§ EXERCISE INPUT:

>>

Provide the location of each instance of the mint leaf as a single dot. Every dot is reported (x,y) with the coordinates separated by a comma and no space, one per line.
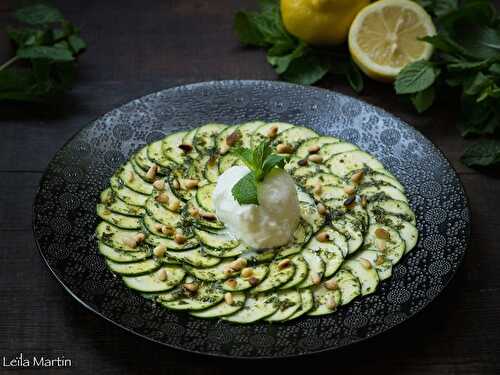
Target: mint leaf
(306,70)
(416,77)
(39,14)
(45,52)
(423,100)
(245,190)
(483,153)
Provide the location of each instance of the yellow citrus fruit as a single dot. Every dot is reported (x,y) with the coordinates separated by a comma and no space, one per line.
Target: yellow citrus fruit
(320,21)
(384,37)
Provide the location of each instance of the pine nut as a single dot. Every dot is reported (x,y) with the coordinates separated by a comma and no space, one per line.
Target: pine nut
(331,284)
(162,275)
(159,184)
(272,132)
(159,250)
(174,205)
(186,148)
(247,272)
(228,298)
(313,149)
(323,237)
(180,238)
(316,279)
(162,198)
(151,174)
(318,159)
(330,303)
(322,209)
(191,287)
(232,283)
(365,263)
(130,176)
(357,177)
(350,190)
(190,183)
(284,148)
(284,264)
(382,234)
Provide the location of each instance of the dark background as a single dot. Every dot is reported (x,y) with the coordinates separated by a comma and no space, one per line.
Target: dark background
(138,47)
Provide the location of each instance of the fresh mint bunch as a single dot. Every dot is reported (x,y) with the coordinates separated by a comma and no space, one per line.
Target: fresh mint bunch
(48,45)
(261,161)
(292,59)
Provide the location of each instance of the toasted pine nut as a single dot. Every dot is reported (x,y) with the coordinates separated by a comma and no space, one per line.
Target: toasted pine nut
(192,287)
(284,148)
(331,284)
(159,250)
(194,212)
(318,159)
(162,275)
(174,205)
(130,176)
(382,234)
(162,198)
(323,237)
(349,190)
(247,272)
(159,184)
(357,177)
(322,209)
(365,263)
(232,283)
(180,238)
(228,298)
(316,279)
(151,174)
(330,303)
(313,149)
(272,132)
(381,245)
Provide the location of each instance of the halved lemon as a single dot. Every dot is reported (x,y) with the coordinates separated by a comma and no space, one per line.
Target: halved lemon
(383,37)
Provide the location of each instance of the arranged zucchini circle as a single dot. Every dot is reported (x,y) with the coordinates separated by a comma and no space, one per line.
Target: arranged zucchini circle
(159,232)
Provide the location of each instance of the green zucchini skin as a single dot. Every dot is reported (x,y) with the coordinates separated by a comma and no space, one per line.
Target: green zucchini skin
(160,249)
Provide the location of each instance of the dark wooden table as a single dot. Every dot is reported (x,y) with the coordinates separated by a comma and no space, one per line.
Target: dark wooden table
(138,47)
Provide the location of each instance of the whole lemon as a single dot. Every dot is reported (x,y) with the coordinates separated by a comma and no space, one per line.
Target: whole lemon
(320,21)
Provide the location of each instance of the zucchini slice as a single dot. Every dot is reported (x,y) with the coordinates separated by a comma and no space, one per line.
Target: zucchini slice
(126,194)
(303,151)
(113,203)
(133,181)
(118,256)
(119,220)
(301,271)
(325,300)
(277,276)
(288,303)
(238,283)
(367,276)
(257,307)
(223,308)
(206,296)
(136,268)
(316,268)
(262,132)
(306,303)
(170,147)
(151,283)
(219,240)
(346,162)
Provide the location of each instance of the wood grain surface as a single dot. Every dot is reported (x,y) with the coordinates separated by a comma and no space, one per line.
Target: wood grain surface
(138,47)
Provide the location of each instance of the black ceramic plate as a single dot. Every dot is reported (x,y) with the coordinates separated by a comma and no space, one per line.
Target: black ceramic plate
(65,220)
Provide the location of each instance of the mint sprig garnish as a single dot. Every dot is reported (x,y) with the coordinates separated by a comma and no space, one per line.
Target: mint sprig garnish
(261,161)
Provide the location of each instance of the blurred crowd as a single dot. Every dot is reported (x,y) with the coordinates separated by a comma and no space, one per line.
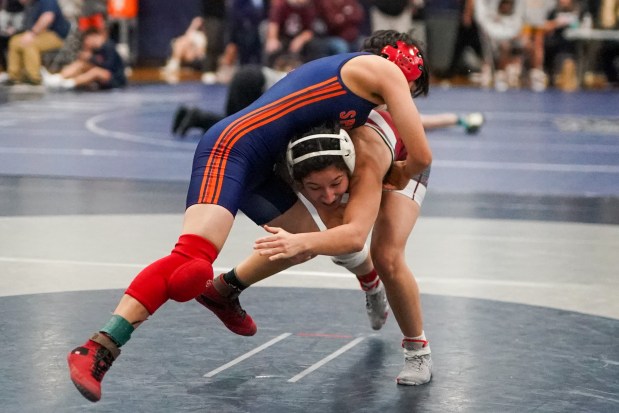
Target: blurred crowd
(498,44)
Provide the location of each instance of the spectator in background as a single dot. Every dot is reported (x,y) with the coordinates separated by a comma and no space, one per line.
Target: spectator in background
(609,51)
(244,40)
(11,23)
(46,29)
(246,16)
(391,15)
(342,20)
(533,33)
(500,24)
(467,37)
(560,52)
(189,48)
(99,66)
(290,29)
(214,13)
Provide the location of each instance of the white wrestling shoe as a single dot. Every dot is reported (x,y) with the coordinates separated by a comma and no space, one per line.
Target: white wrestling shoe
(472,122)
(417,363)
(377,306)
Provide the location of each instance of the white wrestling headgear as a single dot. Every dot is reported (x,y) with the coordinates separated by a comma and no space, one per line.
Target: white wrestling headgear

<<

§ PROBLEM DETAILS:
In the records above, return only the line that contains "wrestling shoe as" and every line after it through the last, exactly as they appear.

§ FULL ANSWER:
Provide the location of each instance of the white wrestling shoe as a single dot. Every dot is reported (x,y) with the coordinates separated by a comma and no space, one per line.
Target: white wrestling shoe
(472,122)
(417,363)
(377,306)
Provide the location of each instance of the white wrestling headgear as a single dot. Every dot is reported (x,y) with the coordinates separated by a comma and no space, one per line.
Target: white wrestling headgear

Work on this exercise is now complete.